| EXERCISE |
Only the lines of the data below from the one with "Query: shrub near fence" through the one with "column 274, row 24" are wanted. Repeat them exactly.

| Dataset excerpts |
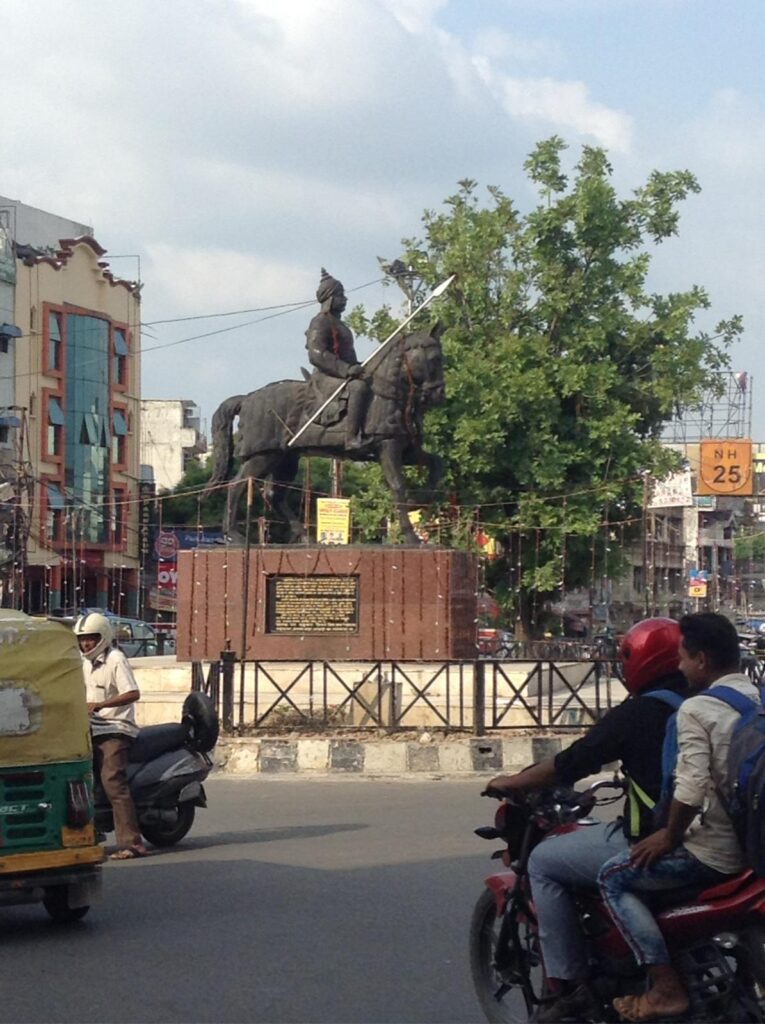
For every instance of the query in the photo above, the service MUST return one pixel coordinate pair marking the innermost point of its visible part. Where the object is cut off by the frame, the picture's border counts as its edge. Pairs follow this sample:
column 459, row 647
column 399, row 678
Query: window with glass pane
column 88, row 430
column 54, row 341
column 118, row 450
column 121, row 352
column 54, row 439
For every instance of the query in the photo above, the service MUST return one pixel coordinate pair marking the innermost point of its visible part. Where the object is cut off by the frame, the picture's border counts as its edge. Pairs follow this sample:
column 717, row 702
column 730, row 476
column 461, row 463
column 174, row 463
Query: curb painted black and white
column 470, row 756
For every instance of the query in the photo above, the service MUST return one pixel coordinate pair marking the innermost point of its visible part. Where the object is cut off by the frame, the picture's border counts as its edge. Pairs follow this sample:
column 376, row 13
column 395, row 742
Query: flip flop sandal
column 128, row 853
column 638, row 1009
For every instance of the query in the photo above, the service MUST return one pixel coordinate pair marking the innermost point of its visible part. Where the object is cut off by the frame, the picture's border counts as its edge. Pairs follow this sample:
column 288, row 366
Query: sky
column 224, row 151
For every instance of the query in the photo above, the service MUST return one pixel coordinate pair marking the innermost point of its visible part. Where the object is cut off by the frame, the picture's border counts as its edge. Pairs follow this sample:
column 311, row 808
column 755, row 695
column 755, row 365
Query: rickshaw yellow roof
column 43, row 713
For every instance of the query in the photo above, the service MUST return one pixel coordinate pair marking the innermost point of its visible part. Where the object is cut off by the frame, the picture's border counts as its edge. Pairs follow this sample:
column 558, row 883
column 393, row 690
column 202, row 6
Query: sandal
column 639, row 1009
column 129, row 853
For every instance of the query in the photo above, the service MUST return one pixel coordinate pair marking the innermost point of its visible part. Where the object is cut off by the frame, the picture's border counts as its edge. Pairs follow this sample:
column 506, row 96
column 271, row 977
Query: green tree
column 562, row 368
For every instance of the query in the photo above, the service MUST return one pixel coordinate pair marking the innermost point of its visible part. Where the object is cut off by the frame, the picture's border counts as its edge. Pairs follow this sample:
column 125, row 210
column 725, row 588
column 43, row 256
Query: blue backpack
column 636, row 794
column 747, row 773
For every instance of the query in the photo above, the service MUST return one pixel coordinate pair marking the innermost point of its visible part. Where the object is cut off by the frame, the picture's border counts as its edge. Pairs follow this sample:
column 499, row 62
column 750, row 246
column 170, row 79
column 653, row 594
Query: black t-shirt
column 632, row 733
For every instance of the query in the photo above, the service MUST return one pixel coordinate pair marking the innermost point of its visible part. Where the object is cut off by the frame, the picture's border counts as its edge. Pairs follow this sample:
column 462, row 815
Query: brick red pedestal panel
column 414, row 603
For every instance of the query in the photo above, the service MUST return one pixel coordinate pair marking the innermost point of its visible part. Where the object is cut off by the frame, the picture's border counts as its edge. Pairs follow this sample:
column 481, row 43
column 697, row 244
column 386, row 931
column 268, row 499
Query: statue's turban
column 328, row 287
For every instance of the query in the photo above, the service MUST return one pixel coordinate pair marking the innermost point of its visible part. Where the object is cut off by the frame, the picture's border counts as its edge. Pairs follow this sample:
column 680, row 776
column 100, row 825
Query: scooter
column 717, row 937
column 168, row 765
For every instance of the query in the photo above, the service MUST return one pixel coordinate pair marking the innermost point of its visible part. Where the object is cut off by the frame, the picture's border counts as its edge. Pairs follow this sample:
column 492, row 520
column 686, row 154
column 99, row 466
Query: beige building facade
column 78, row 379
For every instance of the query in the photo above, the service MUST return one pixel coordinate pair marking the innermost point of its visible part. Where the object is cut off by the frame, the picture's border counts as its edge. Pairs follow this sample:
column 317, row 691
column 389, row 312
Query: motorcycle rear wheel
column 169, row 833
column 505, row 997
column 55, row 902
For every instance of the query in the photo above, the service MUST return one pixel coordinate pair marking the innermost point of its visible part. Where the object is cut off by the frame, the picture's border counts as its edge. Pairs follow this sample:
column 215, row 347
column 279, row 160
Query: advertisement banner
column 333, row 520
column 672, row 493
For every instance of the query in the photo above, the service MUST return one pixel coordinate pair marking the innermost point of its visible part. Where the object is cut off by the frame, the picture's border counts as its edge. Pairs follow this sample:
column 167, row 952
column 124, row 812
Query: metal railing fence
column 457, row 696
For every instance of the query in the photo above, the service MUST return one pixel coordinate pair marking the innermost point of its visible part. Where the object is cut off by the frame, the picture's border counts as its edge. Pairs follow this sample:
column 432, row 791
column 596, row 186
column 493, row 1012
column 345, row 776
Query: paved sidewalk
column 426, row 755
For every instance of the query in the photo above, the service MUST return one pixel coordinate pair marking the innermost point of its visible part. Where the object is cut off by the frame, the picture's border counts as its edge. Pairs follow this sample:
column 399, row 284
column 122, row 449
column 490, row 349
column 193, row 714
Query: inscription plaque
column 312, row 604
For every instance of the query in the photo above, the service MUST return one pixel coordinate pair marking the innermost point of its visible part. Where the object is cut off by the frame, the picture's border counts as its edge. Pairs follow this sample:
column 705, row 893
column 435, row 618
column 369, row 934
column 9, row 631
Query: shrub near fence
column 469, row 696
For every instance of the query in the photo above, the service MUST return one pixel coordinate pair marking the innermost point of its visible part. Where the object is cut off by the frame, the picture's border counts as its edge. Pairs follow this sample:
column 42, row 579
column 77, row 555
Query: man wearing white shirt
column 698, row 846
column 111, row 693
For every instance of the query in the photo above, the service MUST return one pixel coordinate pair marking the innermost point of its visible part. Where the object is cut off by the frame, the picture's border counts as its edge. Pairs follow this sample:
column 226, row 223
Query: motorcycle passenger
column 112, row 692
column 632, row 733
column 698, row 846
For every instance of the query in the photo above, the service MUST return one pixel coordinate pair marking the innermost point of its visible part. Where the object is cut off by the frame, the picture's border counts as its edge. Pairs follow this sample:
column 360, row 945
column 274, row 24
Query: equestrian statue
column 370, row 412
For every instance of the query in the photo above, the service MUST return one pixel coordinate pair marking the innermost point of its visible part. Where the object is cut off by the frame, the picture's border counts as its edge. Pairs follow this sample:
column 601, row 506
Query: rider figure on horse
column 330, row 345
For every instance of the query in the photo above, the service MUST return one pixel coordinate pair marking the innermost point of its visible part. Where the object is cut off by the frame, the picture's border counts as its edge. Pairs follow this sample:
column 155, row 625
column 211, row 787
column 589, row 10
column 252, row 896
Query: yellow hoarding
column 333, row 520
column 725, row 467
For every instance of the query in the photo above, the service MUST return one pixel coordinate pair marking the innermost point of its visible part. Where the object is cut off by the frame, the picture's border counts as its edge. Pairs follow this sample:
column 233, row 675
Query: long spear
column 438, row 290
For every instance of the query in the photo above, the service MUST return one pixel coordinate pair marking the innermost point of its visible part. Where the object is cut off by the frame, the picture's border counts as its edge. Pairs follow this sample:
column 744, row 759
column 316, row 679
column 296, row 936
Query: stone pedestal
column 322, row 603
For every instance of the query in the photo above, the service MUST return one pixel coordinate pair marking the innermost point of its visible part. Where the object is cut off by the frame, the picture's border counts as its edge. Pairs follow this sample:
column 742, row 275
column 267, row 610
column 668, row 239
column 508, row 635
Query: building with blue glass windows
column 78, row 380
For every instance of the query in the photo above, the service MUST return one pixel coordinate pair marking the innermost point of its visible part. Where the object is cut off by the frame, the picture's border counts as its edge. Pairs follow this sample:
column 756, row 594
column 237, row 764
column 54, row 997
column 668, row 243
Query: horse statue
column 405, row 380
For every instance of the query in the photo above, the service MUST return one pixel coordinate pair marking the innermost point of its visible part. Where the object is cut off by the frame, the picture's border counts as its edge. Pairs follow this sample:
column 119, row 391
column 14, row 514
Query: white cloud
column 564, row 105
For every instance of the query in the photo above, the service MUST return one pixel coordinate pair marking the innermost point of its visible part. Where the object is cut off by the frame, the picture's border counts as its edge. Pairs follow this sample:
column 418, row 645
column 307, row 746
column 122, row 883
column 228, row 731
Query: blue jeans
column 557, row 865
column 621, row 884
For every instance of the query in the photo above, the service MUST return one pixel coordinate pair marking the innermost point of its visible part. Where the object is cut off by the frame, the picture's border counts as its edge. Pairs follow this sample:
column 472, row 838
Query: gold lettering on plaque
column 312, row 604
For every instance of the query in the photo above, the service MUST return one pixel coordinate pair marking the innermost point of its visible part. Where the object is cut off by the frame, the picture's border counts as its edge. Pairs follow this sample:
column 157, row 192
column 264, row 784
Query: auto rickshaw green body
column 48, row 850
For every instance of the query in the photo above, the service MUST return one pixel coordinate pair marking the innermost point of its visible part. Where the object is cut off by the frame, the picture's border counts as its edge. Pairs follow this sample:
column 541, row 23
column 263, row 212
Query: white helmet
column 94, row 624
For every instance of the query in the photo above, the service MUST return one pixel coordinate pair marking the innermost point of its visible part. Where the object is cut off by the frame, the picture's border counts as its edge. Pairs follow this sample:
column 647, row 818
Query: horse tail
column 222, row 435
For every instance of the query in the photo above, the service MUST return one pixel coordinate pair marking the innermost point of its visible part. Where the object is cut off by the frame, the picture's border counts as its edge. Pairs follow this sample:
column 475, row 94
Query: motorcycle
column 717, row 937
column 168, row 765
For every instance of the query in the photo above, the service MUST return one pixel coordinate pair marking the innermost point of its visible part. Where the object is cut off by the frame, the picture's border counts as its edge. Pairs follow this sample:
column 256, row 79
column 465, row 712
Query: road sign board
column 725, row 467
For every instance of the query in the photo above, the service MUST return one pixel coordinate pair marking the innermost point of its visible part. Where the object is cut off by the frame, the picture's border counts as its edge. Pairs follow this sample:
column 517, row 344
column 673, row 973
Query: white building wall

| SOLUTION FOR THIS TASK |
Query: shrub near fence
column 469, row 696
For every instance of the query in the photo above, the service MUST return one pixel coordinate pair marking the innermost point of its visible part. Where the object is cut off by the frame, the picture's border counts as its edge. Pairs follow this sample:
column 42, row 579
column 77, row 555
Query: man wearing white shirt
column 698, row 846
column 111, row 693
For every instance of the query in the photo above, the service MUST return one pixel coordinate pair marking the innermost point of its visible part. Where the object is cut off by the frame, the picture's border counts as its edge. Pairs follow this sample:
column 226, row 223
Query: motorcycle passenger
column 112, row 692
column 632, row 733
column 698, row 846
For every instance of the query in the photo above, the service MUST return one pixel coordinate pair marking the innermost point of its visible part. Where the object is cut off by the frame, the picture's border counts as its edge. Pairs follow this sample:
column 360, row 945
column 274, row 24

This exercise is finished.